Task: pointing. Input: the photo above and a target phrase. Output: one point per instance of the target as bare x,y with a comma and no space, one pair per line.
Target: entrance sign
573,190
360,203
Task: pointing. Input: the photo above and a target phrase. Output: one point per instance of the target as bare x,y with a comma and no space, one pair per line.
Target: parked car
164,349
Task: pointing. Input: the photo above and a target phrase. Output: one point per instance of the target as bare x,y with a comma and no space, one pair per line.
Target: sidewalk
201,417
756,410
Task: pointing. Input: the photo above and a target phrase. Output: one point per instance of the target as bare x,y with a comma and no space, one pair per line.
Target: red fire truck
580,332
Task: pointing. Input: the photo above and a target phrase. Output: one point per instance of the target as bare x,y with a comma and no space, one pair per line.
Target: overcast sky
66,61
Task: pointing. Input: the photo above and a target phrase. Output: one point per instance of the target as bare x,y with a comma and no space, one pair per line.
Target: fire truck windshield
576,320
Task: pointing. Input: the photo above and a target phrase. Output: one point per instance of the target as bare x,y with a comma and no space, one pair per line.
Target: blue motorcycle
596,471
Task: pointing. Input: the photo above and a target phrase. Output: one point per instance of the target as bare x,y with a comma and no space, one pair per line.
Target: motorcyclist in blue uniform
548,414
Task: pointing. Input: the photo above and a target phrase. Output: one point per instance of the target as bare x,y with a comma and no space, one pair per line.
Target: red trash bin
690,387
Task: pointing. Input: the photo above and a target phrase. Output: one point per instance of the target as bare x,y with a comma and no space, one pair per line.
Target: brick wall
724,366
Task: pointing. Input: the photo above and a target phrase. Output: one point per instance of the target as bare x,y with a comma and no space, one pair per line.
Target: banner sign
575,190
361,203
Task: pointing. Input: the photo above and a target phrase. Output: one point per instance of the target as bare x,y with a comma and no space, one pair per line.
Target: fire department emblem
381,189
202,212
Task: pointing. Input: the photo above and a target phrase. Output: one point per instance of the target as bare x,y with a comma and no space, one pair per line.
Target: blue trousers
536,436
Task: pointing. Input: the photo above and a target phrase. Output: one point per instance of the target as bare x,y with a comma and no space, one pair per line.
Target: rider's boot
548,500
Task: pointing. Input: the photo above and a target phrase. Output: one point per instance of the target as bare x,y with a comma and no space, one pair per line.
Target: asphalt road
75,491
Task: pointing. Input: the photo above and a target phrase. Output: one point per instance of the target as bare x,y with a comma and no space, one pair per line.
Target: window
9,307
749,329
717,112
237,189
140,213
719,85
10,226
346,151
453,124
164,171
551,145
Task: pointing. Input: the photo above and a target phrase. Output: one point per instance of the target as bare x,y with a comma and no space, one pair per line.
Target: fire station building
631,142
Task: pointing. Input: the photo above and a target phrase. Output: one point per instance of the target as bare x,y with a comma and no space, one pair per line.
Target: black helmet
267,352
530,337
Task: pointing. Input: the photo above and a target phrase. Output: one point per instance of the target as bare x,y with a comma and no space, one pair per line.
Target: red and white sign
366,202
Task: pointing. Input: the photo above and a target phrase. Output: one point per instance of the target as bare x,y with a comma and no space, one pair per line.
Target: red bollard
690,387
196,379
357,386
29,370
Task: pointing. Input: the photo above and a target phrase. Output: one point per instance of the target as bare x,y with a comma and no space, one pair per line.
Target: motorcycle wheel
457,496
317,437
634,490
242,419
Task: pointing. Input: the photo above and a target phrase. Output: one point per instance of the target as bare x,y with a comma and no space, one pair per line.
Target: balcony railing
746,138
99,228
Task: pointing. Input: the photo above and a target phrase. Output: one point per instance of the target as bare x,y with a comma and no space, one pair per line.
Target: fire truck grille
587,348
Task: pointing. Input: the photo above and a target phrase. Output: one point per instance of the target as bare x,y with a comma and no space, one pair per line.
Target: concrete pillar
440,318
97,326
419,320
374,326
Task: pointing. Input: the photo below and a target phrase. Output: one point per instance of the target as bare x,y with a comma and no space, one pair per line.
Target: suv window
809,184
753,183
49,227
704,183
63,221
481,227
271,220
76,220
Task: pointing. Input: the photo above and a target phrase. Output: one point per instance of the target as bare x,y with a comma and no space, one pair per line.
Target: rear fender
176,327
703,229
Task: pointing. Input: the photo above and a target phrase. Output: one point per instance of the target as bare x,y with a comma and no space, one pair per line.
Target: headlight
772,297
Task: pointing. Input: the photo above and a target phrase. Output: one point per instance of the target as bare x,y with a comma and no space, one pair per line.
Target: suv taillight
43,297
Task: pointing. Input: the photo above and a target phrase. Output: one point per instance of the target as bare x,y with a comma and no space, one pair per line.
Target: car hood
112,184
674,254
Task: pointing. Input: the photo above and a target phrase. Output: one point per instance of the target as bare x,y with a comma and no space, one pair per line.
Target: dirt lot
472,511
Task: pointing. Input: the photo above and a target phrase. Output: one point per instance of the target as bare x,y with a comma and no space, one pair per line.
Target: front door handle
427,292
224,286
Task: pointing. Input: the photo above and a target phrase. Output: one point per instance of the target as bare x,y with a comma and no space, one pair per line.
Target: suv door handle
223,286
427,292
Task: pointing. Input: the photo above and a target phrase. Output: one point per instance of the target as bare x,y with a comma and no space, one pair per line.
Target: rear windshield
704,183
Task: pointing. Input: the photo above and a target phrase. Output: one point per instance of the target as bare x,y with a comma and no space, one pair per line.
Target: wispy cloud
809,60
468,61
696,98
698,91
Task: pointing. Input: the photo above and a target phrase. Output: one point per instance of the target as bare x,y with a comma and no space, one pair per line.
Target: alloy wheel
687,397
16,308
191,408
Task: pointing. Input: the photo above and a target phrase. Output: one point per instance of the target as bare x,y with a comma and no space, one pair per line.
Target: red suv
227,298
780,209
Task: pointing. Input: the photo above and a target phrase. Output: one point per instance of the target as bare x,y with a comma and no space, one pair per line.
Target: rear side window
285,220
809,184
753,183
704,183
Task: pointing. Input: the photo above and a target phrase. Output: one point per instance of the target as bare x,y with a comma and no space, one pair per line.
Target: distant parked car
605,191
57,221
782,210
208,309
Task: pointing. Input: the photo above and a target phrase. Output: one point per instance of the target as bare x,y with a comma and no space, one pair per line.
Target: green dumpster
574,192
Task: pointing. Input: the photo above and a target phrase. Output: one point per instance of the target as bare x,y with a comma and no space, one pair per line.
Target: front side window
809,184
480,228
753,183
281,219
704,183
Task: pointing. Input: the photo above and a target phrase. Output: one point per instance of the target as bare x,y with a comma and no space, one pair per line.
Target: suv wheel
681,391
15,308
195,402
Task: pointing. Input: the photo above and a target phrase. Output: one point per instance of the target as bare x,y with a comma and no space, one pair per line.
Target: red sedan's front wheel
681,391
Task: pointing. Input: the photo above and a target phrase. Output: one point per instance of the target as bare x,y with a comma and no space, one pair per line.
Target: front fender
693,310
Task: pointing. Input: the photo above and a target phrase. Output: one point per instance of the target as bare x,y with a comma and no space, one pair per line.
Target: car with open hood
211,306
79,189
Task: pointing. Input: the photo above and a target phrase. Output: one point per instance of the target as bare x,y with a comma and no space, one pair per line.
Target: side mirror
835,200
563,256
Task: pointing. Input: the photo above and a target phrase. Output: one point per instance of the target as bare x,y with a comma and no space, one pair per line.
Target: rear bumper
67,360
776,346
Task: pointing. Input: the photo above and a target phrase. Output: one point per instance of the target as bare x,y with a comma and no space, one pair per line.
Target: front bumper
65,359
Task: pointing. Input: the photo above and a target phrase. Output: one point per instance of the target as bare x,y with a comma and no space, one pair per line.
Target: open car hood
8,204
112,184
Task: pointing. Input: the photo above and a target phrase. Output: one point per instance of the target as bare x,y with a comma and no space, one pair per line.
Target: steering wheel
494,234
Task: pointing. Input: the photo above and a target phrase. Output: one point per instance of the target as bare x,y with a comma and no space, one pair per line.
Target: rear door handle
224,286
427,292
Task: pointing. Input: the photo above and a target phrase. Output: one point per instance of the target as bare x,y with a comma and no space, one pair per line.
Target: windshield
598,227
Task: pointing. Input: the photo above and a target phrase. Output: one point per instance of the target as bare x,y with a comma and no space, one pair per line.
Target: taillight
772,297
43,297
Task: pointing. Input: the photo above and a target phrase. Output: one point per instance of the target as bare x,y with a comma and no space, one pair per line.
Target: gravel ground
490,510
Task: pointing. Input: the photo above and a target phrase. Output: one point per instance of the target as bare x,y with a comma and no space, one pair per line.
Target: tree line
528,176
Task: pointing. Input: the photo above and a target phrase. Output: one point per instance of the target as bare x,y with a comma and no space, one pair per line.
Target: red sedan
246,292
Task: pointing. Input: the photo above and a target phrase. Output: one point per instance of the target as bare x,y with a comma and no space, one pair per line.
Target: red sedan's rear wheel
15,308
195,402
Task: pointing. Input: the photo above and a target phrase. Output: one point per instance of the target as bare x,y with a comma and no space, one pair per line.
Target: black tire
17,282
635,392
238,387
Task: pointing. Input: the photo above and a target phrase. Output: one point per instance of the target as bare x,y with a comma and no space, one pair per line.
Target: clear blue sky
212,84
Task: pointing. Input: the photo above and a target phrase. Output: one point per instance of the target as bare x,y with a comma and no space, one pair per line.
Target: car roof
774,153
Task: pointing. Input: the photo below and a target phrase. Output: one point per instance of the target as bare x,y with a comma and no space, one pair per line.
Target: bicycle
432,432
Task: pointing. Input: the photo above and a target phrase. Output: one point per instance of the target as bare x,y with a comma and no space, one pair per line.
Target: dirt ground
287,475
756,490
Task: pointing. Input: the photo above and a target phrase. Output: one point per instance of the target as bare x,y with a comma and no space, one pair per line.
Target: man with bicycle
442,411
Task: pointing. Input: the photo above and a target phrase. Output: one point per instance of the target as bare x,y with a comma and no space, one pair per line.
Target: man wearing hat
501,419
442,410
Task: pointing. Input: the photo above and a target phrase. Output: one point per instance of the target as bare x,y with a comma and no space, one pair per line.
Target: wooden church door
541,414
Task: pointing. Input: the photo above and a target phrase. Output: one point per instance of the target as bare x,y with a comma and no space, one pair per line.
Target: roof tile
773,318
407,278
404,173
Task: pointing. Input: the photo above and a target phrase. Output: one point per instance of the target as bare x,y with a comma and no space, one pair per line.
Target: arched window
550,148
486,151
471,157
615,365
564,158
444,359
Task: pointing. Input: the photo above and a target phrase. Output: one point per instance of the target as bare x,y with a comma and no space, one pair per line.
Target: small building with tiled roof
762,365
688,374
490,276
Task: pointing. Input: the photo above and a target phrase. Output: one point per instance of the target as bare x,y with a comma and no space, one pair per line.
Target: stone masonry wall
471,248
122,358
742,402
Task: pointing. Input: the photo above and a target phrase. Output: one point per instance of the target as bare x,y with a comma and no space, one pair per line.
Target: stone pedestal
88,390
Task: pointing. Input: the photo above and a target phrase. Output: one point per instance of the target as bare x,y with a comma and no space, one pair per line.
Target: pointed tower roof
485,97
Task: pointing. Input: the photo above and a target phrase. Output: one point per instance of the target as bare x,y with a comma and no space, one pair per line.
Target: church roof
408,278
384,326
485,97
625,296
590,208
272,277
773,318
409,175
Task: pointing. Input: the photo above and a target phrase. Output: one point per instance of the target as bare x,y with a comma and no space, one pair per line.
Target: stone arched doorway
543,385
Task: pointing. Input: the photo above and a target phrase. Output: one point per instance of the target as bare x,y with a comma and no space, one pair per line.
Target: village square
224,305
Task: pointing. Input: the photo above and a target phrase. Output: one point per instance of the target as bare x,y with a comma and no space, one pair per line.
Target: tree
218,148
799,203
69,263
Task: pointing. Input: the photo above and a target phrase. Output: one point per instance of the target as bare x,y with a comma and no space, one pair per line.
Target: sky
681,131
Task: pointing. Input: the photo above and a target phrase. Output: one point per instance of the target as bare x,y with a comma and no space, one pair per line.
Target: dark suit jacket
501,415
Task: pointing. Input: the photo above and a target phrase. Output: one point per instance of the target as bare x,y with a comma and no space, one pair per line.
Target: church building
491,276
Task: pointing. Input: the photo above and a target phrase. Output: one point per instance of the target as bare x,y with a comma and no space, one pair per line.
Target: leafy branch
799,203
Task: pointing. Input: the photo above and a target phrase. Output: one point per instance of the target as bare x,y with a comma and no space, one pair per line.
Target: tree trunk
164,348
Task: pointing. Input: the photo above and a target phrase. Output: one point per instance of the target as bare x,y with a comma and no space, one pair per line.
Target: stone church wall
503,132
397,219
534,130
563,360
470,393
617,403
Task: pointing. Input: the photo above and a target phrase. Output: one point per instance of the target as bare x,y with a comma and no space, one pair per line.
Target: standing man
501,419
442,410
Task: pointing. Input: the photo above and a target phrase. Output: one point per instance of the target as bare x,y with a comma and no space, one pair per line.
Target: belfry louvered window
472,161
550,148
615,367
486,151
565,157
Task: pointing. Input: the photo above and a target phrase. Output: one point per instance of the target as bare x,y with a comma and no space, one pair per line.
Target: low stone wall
• • • •
WORK TO BE COMPLETED: Report every line above that contains the word "hood", copying each one in full.

WRITTEN SOLUTION:
Target: car hood
Target: car with open hood
Target: open car hood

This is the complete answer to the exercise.